WHAT THE TASK ASKS:
Render the rows from the line with "the boy's chin" to the line with "column 392, row 303" as a Markdown table with the columns Line and Text, numbering each row and leaving out blank lines.

ITEMS:
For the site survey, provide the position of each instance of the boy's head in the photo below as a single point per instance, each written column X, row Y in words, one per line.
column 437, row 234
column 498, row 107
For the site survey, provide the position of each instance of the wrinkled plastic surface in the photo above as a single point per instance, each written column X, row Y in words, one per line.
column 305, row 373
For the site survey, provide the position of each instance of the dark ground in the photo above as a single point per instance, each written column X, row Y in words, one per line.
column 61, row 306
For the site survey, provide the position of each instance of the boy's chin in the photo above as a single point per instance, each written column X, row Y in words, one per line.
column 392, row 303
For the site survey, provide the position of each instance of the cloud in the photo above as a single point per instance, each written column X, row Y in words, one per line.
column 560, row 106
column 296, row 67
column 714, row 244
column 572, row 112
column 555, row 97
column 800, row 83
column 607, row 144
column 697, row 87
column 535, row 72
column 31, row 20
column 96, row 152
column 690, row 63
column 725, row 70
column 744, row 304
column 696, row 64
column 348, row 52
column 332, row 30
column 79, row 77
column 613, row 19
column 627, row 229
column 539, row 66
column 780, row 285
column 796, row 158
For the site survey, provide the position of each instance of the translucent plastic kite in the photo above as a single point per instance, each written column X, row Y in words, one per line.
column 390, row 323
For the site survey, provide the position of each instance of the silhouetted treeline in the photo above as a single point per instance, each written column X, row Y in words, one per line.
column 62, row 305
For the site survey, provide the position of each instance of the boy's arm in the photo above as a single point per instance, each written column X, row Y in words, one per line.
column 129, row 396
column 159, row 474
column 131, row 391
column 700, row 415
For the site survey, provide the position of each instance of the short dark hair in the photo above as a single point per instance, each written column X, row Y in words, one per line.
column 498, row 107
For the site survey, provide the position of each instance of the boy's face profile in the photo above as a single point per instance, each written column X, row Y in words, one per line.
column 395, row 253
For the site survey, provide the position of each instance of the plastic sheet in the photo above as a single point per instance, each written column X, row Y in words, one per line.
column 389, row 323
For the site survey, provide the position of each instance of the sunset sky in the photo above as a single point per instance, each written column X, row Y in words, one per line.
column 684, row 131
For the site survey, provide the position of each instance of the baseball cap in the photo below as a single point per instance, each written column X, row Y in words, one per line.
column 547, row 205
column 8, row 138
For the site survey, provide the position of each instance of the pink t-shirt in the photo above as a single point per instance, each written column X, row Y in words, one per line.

OUTPUT BELOW:
| Line | Text |
|---|---|
| 1 | For the site survey, provide the position of each instance of the boy's chin in the photo above as a single point per instance, each written column X, row Y in words, one per line. |
| 2 | column 392, row 303 |